§ DATA SECTION
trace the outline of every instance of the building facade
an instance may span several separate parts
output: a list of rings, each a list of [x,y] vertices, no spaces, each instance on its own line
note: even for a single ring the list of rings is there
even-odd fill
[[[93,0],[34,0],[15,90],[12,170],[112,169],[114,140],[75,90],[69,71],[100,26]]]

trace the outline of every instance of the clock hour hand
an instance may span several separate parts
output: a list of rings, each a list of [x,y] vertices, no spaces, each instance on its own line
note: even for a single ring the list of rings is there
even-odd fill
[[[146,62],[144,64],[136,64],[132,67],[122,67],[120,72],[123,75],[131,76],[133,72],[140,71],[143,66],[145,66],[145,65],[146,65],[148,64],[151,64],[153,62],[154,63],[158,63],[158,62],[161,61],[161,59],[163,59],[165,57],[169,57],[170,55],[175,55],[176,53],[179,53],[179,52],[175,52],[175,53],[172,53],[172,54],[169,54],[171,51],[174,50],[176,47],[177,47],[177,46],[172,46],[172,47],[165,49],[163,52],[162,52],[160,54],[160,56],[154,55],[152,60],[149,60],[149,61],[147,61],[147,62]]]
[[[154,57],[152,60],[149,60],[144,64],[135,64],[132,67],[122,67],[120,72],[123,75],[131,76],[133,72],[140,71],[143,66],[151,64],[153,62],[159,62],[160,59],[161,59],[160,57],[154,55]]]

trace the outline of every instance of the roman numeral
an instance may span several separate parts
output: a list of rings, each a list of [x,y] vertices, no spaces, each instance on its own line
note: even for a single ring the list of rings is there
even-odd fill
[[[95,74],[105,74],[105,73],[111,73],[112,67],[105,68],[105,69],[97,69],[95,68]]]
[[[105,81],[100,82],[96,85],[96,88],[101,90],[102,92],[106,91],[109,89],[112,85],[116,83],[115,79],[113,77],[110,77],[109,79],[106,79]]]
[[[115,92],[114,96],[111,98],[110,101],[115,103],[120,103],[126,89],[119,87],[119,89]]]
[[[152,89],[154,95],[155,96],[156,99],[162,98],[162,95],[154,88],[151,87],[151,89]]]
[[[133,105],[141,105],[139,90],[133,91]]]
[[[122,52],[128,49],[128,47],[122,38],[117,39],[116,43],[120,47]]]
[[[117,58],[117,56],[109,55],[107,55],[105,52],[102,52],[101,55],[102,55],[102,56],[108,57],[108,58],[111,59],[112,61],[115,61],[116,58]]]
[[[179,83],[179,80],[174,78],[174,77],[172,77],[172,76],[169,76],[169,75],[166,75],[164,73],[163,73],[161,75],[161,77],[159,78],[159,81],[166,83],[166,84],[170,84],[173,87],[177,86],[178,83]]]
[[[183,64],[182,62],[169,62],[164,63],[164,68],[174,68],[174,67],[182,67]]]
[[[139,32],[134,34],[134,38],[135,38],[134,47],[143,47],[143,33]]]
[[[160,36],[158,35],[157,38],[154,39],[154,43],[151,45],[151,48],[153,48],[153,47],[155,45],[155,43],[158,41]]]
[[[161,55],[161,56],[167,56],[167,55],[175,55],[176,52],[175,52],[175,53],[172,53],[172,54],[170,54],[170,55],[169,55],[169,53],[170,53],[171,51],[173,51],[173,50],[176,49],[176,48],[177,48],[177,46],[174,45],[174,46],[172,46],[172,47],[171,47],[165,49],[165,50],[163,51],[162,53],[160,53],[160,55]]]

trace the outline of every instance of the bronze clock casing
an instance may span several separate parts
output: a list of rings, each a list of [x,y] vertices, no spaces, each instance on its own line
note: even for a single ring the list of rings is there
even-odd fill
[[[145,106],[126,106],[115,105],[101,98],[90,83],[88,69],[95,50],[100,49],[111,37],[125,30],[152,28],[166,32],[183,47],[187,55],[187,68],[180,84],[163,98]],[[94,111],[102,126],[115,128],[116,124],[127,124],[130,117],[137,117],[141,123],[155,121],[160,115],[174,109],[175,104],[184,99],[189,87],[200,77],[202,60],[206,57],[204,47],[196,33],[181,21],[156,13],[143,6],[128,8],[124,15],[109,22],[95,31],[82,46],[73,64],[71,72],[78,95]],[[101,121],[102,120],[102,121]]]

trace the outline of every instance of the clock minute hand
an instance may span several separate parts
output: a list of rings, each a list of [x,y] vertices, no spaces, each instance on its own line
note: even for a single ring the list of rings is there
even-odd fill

§ WHAT THE EXERCISE ASKS
Copy exactly, word for word, the line with "trace the outline of every instance of the bronze" through the final line of the listing.

§ TASK RESPONSE
trace the outline of every instance of the bronze clock casing
an instance may span several separate parts
output: a list of rings, each a list of [x,y] vertices, no spaces, each instance on its own line
note: even for a single ring the list of rings is there
even-odd fill
[[[145,106],[126,106],[115,105],[101,98],[90,83],[88,69],[95,50],[100,49],[111,37],[125,30],[152,28],[166,32],[183,47],[187,55],[187,68],[180,84],[163,98]],[[94,111],[102,126],[115,128],[116,124],[127,124],[130,117],[137,117],[141,123],[155,121],[160,115],[174,109],[175,104],[184,99],[189,87],[200,77],[202,60],[206,57],[204,47],[196,33],[181,21],[156,13],[143,6],[128,8],[124,15],[109,22],[95,31],[82,46],[73,64],[71,72],[78,95]],[[101,121],[102,120],[102,121]]]

trace the outline of every instance of the clock minute hand
an instance may span several separate parts
output: a list of rings, each a list of [x,y] vertices, no spaces, each instance on its own line
note: even for a single ring the list of rings is there
even-odd fill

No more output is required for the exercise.